INFORMATION PROVIDED>
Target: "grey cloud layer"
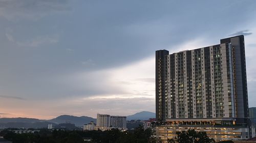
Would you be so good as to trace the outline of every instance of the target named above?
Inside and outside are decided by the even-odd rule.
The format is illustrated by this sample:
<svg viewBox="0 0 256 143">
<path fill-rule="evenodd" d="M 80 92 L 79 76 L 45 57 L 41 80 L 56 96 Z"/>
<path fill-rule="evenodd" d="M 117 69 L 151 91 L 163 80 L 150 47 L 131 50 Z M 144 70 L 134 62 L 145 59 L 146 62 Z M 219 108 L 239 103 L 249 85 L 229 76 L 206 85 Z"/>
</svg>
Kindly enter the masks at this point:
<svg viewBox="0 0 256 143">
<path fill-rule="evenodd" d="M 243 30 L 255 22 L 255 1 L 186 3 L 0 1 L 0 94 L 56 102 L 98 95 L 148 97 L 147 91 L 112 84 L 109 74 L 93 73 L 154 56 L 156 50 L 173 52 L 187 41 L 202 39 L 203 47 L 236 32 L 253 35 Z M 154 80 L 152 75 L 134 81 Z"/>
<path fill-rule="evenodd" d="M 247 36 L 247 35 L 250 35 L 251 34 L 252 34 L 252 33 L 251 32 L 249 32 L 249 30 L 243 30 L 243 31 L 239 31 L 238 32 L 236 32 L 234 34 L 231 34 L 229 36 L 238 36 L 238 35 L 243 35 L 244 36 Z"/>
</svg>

* * *

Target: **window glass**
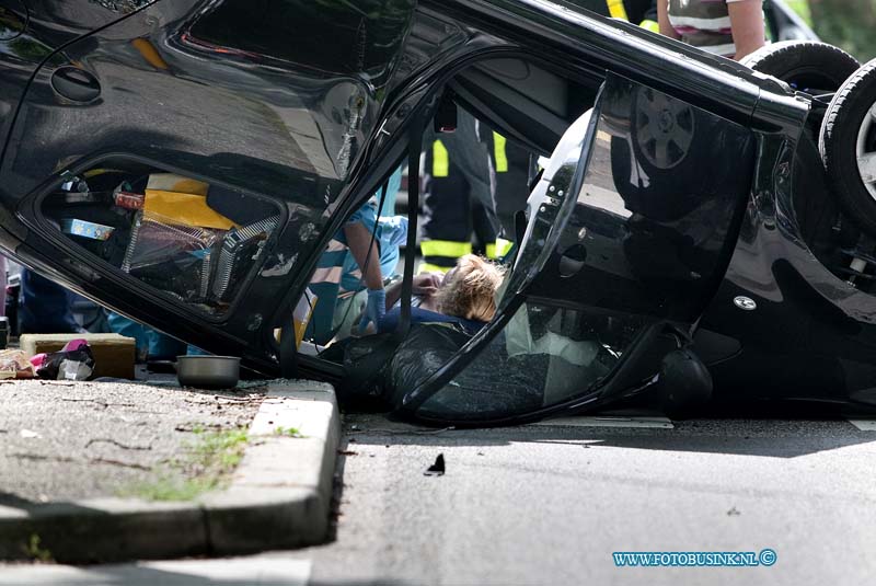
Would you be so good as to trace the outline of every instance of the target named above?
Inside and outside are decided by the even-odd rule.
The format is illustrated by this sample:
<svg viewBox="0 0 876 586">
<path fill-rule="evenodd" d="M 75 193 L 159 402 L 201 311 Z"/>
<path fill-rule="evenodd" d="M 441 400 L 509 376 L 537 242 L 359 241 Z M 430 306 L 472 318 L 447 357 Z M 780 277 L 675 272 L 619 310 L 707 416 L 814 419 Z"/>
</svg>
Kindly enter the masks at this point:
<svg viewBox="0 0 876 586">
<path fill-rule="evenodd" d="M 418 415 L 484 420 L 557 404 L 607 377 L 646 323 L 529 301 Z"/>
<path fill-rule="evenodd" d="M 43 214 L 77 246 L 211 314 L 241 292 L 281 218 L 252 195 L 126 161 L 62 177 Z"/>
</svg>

...

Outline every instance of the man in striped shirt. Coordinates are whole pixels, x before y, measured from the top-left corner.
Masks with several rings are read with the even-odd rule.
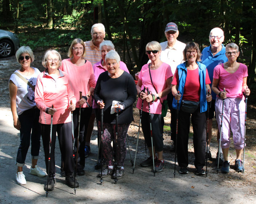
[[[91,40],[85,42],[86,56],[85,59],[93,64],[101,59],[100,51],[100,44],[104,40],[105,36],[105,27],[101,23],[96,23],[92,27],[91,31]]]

WHAT IS ASKED> Count the lines of the material above that contain the string "fill", and reply with only that number.

RESULT BELOW> 8